Each record beneath this line should be returned exactly as it is.

---

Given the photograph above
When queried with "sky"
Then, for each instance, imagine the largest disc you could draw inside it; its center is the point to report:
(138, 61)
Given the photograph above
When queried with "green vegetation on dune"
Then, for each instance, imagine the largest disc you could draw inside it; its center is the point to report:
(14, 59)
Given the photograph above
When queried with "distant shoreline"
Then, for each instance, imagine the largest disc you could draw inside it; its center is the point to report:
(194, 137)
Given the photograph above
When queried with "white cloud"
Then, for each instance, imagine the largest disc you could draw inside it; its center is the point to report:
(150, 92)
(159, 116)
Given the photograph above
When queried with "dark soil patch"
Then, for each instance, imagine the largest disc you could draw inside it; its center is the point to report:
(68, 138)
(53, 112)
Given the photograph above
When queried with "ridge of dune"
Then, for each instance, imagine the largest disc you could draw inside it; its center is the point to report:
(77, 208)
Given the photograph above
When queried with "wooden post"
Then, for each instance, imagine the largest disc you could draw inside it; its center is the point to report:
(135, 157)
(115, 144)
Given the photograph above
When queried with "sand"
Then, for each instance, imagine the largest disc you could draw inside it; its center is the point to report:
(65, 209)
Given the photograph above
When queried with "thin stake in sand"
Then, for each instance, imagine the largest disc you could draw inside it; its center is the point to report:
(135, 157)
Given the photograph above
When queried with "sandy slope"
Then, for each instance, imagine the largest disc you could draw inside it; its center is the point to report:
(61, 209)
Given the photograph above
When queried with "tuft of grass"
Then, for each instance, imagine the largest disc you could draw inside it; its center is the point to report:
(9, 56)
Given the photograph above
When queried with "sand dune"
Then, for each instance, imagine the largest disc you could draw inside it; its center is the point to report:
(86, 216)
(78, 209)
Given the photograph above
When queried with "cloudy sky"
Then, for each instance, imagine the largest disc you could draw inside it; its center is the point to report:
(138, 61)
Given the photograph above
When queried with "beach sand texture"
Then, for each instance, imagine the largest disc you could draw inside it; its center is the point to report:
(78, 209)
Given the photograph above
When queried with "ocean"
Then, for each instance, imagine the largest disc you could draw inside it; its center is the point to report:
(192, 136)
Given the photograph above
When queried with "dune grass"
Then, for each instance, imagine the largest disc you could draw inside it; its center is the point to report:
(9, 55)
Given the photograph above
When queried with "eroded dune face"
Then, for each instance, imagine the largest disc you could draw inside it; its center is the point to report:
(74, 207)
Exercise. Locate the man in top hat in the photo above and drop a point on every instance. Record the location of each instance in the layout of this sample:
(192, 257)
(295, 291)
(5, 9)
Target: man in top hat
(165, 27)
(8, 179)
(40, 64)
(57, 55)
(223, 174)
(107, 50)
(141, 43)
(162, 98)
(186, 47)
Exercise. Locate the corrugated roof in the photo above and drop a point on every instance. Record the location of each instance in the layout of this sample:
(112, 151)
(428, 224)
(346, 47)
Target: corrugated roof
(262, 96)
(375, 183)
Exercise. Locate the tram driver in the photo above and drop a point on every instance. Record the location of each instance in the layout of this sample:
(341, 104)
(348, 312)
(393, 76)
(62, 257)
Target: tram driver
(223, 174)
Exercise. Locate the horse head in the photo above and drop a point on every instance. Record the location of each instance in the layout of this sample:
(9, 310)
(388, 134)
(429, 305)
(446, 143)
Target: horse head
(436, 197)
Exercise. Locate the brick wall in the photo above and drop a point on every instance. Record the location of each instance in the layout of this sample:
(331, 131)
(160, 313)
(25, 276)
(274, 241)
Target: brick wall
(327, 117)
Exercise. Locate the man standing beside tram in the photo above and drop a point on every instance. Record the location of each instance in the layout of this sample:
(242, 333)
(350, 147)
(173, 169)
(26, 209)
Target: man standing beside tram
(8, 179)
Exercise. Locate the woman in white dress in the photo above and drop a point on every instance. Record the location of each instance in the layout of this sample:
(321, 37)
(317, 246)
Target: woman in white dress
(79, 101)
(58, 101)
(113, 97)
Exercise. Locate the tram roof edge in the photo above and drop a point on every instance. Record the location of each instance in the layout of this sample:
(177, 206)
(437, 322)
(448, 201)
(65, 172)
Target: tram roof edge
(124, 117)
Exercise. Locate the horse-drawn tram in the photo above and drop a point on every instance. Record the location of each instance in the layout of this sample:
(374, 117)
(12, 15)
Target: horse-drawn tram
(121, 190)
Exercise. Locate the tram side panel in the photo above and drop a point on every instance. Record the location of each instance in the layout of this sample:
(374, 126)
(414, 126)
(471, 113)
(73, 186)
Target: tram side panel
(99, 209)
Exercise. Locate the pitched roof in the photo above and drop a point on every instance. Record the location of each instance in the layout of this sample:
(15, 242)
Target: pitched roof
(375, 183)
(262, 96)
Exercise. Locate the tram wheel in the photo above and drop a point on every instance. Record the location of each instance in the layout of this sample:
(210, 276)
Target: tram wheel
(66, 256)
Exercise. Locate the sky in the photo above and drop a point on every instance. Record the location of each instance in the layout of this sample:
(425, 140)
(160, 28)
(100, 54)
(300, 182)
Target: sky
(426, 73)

---

■ **RESULT OF THE TASK**
Given the photograph above
When queried with "sky"
Then, for each instance, imagine the largest disc you could draw inside it; its center is the point to report:
(138, 61)
Given the photograph above
When queried with "green vegetation on dune"
Then, for each instance, imagine the largest disc you could draw inside it; its center is the point to report:
(14, 59)
Given the photograph above
When queried with "distant shoreline"
Then, for each instance, imagine the largest disc you could draw inside it; its center is the point to report:
(194, 137)
Given the photograph above
When queried with "white cloud"
Then, for each instance, imagine the largest disc you could draw inside it; its center is the point to report:
(150, 92)
(159, 116)
Given the photograph above
When queried with "dark soil patch"
Then, for each instance, imagine the largest disc you could draw inside it; its center is the point to report:
(68, 138)
(53, 112)
Given the photograph above
When queried with "ridge of dune"
Then, for each instance, imagine the largest disc you could draw inside it; its center is the point to report:
(77, 208)
Given the photograph above
When queried with "wooden post"
Then, for each instance, imagine the largest disc you could draw inside it; its center is the point to report:
(135, 157)
(115, 144)
Given the photograph above
When queried with "sand"
Then, for each instance, imagine the largest disc you could draw inside it; its center is the point to report:
(65, 209)
Given the photograph above
When queried with "thin stake in sand"
Then, for each instance, imagine the largest disc you could draw inside it; its center is the point to report:
(135, 157)
Given the photograph above
When queried with "sandy slope"
Then, for each instance, imagine the largest disc you could draw inside it; its center is the point to report:
(61, 209)
Given the photograph above
When queried with "tuft of grass"
Then, for each instance, imagine the largest disc you could draw inside it; its center is the point to report:
(9, 56)
Given the photograph above
When queried with "sand dune"
Then, for each instance, imagine the largest disc you could draw inside it; its center is the point to report:
(86, 216)
(78, 209)
Given the photograph above
When queried with "cloudy sky"
Then, for each instance, imagine the largest disc you could draw inside it; its center is the point to report:
(138, 61)
Given the photograph above
When queried with "beach sand texture"
Then, for each instance, imagine the largest disc you could draw inside it; its center is the point to report:
(78, 209)
Given the photograph above
When queried with "ocean"
Then, for each instance, imagine the largest disc you could draw inside it; its center is the point to report:
(192, 136)
Given the photograph above
When queried with "dune grass"
Then, for each instance, imagine the largest disc you could draw inside it; its center is the point to report:
(9, 55)
Given the photograph above
When queried with "eroded dune face"
Then, for each instance, imagine the largest disc you could draw inside it; its center is the point to report:
(74, 207)
Exercise. Locate the man in top hat in the photo above and drop a point on every instance. Record the location of each instance in the layout of this sample:
(192, 257)
(295, 291)
(5, 9)
Target: man in top hat
(165, 27)
(8, 179)
(40, 64)
(57, 55)
(223, 174)
(107, 50)
(141, 43)
(162, 98)
(186, 47)
Exercise. Locate the corrugated roof in the photo above and drop a point on every instance. Record the location of each instance in the layout of this sample:
(112, 151)
(428, 224)
(346, 47)
Target: corrugated roof
(262, 96)
(375, 183)
Exercise. Locate the tram driver in the photo above and drop a point on every instance. Record the location of each instance in the layout of this sample:
(341, 104)
(348, 312)
(393, 76)
(62, 257)
Target: tram driver
(223, 174)
Exercise. Locate the horse head in the photo above and drop a point on every instance. Record the location of each instance in the layout of this sample:
(9, 310)
(388, 134)
(429, 305)
(446, 143)
Target: horse head
(436, 197)
Exercise. Locate the brick wall in the photo above and drop a point on every instance. Record the location of each instance in the layout of this sample:
(331, 131)
(160, 313)
(25, 276)
(274, 241)
Target: brick wall
(327, 117)
Exercise. Locate the man standing beside tram in the photo above and drop a point on every instance. Record the location of each instance in the layout of this sample:
(242, 333)
(350, 147)
(173, 169)
(26, 209)
Target: man standing beside tram
(8, 179)
Exercise. Locate the woman in white dress in the photo above and drop a point on every instance. Record the location of each instance in the layout of this sample:
(321, 37)
(317, 246)
Target: woman in white dress
(79, 101)
(58, 101)
(113, 97)
Exercise. Locate the tram roof edge in the photo above and drop a point on every instance. Record the location of each instance in the layout of this sample:
(177, 206)
(437, 322)
(448, 201)
(65, 172)
Target: tram roof edge
(124, 117)
Exercise. Locate the horse-drawn tram in the photo above and drop a point on every instance. Record the location of each instance in the layout of this sample:
(374, 117)
(12, 15)
Target: horse-drawn tram
(121, 190)
Exercise. Locate the tram side panel in the photo above and drop a point on every instance. Record the location of each instance in the layout of this sample:
(374, 126)
(414, 126)
(471, 113)
(73, 186)
Target: tram side panel
(99, 209)
Exercise. Locate the pitched roof in the photo above and drop a point on every instance. Record the location of each instance in the layout of this sample:
(15, 242)
Target: pitched roof
(375, 183)
(262, 96)
Exercise. Locate the tram wheel in the photo above and drop a point on every instance. Record the location of each instance in the layout of this sample:
(210, 276)
Target: tram wheel
(66, 256)
Exercise. Locate the sky in the photo above and drop a point on every instance. Record the location of each instance in the layout of this sample:
(425, 140)
(160, 28)
(100, 54)
(300, 182)
Target: sky
(426, 73)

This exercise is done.